What is asked
Every record should be copied exactly, except that pictures are to be omitted.

[Data extracted from a collection]
— begin —
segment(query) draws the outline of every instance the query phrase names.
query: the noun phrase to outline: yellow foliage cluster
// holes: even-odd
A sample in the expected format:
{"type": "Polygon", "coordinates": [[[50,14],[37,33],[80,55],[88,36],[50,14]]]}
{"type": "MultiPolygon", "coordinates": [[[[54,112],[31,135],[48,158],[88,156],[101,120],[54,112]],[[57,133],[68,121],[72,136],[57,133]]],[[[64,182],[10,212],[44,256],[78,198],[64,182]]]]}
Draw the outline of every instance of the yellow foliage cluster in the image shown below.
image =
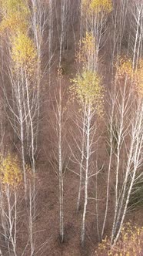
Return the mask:
{"type": "Polygon", "coordinates": [[[26,66],[29,69],[35,67],[36,51],[33,42],[25,33],[19,32],[12,37],[12,56],[15,67],[26,66]]]}
{"type": "Polygon", "coordinates": [[[111,0],[82,0],[83,8],[88,13],[109,13],[112,10],[111,0]]]}
{"type": "Polygon", "coordinates": [[[135,80],[138,95],[143,98],[143,59],[139,62],[138,69],[135,71],[135,80]]]}
{"type": "Polygon", "coordinates": [[[78,74],[72,81],[71,93],[81,104],[95,107],[101,113],[103,106],[103,87],[101,86],[99,76],[90,70],[83,70],[81,75],[78,74]]]}
{"type": "Polygon", "coordinates": [[[79,52],[77,53],[77,61],[83,62],[86,66],[91,56],[95,54],[95,39],[91,32],[86,32],[79,44],[79,52]]]}
{"type": "Polygon", "coordinates": [[[9,153],[0,157],[0,179],[3,184],[15,187],[22,180],[22,175],[17,157],[12,157],[9,153]]]}
{"type": "Polygon", "coordinates": [[[138,67],[133,70],[132,62],[130,59],[119,59],[119,65],[117,67],[116,78],[118,79],[128,77],[131,84],[134,85],[138,96],[143,97],[143,59],[141,59],[138,67]]]}
{"type": "Polygon", "coordinates": [[[117,67],[117,77],[123,78],[125,76],[128,76],[131,78],[133,75],[132,62],[128,59],[120,59],[119,65],[117,67]]]}
{"type": "Polygon", "coordinates": [[[133,227],[127,223],[122,228],[116,245],[111,248],[110,241],[106,237],[98,245],[95,255],[102,256],[141,256],[143,254],[143,227],[133,227]]]}
{"type": "Polygon", "coordinates": [[[12,32],[18,30],[25,32],[28,29],[28,16],[29,10],[27,1],[0,0],[2,22],[0,32],[6,29],[12,32]]]}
— end —
Completed exercise
segment(query) draws the outline of every instance the query phrase names.
query: the noun phrase to outline: yellow foliage cluster
// holes: even-odd
A sample in the expected format:
{"type": "Polygon", "coordinates": [[[50,14],[37,33],[80,55],[88,36],[50,14]]]}
{"type": "MultiPolygon", "coordinates": [[[[54,112],[31,135],[48,158],[88,156],[101,120],[54,112]],[[57,133],[68,121],[72,136],[57,133]]],[[[64,182],[10,212],[44,256],[78,198],[64,182]]]]}
Draw the outline of every instance of the yellow foliage cluster in the image shown below.
image =
Return the mask:
{"type": "Polygon", "coordinates": [[[26,66],[29,69],[35,67],[36,51],[33,42],[25,33],[19,32],[12,37],[12,56],[15,67],[26,66]]]}
{"type": "Polygon", "coordinates": [[[111,0],[82,0],[83,8],[88,13],[109,13],[112,10],[111,0]]]}
{"type": "Polygon", "coordinates": [[[135,80],[138,95],[143,98],[143,59],[139,62],[138,69],[135,71],[135,80]]]}
{"type": "Polygon", "coordinates": [[[78,74],[72,81],[71,93],[81,104],[95,107],[101,113],[103,106],[103,87],[101,86],[99,76],[90,70],[83,70],[81,75],[78,74]]]}
{"type": "Polygon", "coordinates": [[[79,52],[77,53],[77,61],[83,62],[86,66],[91,56],[95,54],[95,39],[91,32],[86,32],[79,44],[79,52]]]}
{"type": "Polygon", "coordinates": [[[9,153],[0,157],[0,179],[3,184],[15,187],[22,180],[22,175],[17,157],[12,157],[9,153]]]}
{"type": "Polygon", "coordinates": [[[138,67],[133,70],[132,62],[130,59],[119,59],[119,65],[117,67],[116,78],[118,79],[128,77],[131,84],[134,85],[138,96],[143,97],[143,59],[141,59],[138,67]]]}
{"type": "Polygon", "coordinates": [[[117,67],[117,77],[123,78],[125,76],[128,76],[131,78],[133,75],[132,62],[128,59],[120,59],[119,65],[117,67]]]}
{"type": "Polygon", "coordinates": [[[133,227],[127,223],[122,228],[116,245],[111,248],[110,241],[106,237],[98,245],[95,255],[102,256],[141,256],[143,254],[143,227],[133,227]]]}
{"type": "Polygon", "coordinates": [[[12,32],[18,30],[25,32],[28,29],[28,16],[29,10],[27,1],[0,0],[2,22],[0,32],[6,29],[12,32]]]}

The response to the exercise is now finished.